Allein die Liedtitel machen Lust, in diese Sound-Séancen einzutauchen: „Snorkel Cows“ ist die musikalische Interpretation eines Traumes, in dem sich Laubrock in einem Bauernhaus auf dem Land wiederfand mit einem riesigen Becken, in dem Kühe umherschwammen und mit ihren Nüstern immer wieder an die Wasseroberfläche trieben, um atmen zu können. „I Never Liked That Guy“ hingegen versetzt uns mitten in die Wildnis Nordamerikas in eine Szene aus einem Westernfilm. In dem Traum erschießt einer ihrer Bekannten einen anderen, pustet wie ein Cowboy den Rauch von der Pistole weg und brummt diesen Satz: „Ich konnte den Typen eh nie leiden.“ Laubrock lacht über diese nächtliche Grille: „Ich wachte auf und wunderte mich, weil dieser Traum für mich überhaupt keinen Sinn ergab. Wir sind alles Kollegen und die Person, die erschossen wurde, ist der netteste Mensch, den man sich vorstellen kann!“

Ingrid Laubrock
Ingrid Laubrock © Janette Beckmann für Monheim Triennale

Ihren Einfallsreichtum und ihre Versiertheit lebt Laubrock auch in diversen Bands, Ensembles und Projekten aus: Bei „Ingrid Laubrock’s Anti-House“ spielen einige ihrer liebsten Musiker*innen aus der New Yorker Kreativszene mit, etwa Mary Halvorson, John Hébert oder Tom Rainey, mit dem sie verheiratet ist. Ihr Ehemann ist auch in anderen Formationen ein wichtiger Kollaborationspartner, wie etwa im Ingrid Laubrock/Tom Rainey Duo, in Ingrid Laubrock’s „Sleepthief“ oder in „Perch, Hen Brock & Rain“. Mit „Ingrid Laubrock's Ubatuba“ hat sie sich den Traum erfüllt, in einer reinen Blechblas-Formation zu spielen.

_ _ _ _ _ _ _

▶ Arbeitsauftrag:
Stimmen diese Aussagen mit dem Textauszug über Ingrid Laubrock überein? Antworten Sie jeweils mit Ja oder Nein und zitieren Sie die ausschlaggebenden Worte wörtlich.
1. Im Traum hinter „Snorkel Cows“ schwammen Kühe in einem Becken.
2. Tom Rainey ist mit Laubrock verheiratet.
3. Mit „Ingrid Laubrock's Ubatuba“ spielt Laubrock in einer reinen Streicherbesetzung.
Das Material hat hiermit nichts zu tun.

Gespeicherte Dateneinträge:
_ _ _ _ _ _ _

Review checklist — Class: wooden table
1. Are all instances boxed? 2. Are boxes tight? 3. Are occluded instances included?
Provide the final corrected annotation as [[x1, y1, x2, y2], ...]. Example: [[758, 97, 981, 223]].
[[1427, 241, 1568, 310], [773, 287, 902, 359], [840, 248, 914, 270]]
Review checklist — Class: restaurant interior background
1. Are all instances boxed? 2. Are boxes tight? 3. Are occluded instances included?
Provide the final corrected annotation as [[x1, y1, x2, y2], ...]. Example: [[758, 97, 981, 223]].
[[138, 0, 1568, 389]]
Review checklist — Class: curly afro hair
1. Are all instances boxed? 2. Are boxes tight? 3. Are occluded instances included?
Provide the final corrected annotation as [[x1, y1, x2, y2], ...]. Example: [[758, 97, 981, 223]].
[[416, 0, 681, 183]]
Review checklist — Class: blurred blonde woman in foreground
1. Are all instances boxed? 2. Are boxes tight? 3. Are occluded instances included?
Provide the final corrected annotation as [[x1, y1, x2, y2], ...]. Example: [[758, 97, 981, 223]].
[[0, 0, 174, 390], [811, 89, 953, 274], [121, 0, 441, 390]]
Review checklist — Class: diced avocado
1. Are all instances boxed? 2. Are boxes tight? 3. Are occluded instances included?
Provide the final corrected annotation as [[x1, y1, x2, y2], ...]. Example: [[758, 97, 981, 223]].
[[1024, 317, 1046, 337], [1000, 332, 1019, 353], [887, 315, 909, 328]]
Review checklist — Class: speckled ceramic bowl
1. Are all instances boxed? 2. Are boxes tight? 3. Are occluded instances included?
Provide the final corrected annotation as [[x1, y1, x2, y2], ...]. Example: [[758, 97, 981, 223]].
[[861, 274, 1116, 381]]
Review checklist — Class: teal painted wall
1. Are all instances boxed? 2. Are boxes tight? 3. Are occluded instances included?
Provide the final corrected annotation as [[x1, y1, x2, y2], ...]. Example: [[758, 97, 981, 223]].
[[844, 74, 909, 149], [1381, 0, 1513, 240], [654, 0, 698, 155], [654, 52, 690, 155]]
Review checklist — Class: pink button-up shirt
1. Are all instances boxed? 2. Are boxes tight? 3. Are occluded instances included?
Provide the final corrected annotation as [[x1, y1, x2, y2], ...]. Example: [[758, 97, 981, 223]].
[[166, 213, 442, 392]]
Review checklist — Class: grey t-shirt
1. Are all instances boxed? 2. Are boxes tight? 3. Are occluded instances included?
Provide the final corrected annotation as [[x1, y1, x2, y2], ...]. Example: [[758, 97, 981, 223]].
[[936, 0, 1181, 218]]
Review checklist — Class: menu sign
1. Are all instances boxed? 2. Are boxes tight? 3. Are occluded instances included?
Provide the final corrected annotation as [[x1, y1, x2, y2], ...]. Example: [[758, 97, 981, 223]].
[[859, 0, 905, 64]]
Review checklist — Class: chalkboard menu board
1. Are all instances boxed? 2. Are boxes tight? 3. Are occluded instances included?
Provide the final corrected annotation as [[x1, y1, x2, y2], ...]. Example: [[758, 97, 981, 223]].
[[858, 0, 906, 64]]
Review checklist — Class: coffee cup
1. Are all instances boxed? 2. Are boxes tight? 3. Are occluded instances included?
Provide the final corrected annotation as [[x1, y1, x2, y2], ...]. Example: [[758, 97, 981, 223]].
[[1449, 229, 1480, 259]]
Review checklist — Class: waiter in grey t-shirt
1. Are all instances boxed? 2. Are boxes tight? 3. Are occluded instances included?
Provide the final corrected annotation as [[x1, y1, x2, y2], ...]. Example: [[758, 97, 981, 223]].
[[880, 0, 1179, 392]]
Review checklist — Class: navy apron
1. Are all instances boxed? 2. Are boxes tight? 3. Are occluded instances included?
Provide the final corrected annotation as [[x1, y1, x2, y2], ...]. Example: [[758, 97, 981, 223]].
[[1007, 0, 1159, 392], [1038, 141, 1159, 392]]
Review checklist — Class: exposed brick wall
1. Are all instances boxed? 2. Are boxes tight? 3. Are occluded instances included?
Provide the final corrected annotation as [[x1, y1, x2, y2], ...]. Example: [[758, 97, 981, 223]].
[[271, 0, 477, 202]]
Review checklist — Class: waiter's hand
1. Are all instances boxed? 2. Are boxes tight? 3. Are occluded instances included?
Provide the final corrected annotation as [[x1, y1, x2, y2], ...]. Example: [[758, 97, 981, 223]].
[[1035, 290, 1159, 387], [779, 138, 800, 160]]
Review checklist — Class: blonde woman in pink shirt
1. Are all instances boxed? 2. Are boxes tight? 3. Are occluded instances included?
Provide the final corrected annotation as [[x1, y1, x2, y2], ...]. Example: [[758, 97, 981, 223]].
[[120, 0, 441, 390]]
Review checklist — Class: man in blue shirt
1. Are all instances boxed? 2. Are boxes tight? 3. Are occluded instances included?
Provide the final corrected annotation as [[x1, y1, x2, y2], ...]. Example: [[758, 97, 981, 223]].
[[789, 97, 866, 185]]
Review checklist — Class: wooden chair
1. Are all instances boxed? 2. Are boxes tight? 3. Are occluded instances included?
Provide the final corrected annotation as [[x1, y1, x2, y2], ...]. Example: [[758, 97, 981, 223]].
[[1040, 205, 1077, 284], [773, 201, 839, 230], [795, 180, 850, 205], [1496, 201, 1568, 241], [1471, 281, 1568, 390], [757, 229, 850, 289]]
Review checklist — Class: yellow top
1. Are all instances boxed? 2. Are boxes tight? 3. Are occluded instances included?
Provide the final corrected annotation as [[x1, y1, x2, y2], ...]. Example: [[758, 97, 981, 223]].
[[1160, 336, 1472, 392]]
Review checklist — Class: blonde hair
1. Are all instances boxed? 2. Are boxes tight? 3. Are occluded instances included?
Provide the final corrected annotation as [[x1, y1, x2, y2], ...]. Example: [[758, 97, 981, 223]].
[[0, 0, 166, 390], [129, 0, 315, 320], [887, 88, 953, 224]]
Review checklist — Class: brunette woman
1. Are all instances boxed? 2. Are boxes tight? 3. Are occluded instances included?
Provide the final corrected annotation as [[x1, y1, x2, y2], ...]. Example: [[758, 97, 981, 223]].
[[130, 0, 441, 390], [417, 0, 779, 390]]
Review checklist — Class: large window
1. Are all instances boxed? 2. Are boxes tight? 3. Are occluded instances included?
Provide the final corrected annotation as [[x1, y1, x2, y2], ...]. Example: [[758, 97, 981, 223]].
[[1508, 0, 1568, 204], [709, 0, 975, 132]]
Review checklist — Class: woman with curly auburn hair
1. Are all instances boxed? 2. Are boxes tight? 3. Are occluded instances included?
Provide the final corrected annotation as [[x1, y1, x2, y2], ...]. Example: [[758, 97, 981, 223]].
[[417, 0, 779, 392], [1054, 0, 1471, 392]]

_ _ _ _ _ _ _

▶ Erledigte Aufgabe:
1. Ja: „mit einem riesigen Becken, in dem Kühe umherschwammen“
2. Ja: „Tom Rainey, mit dem sie verheiratet ist“
3. Nein: „in einer reinen Blechblas-Formation zu spielen“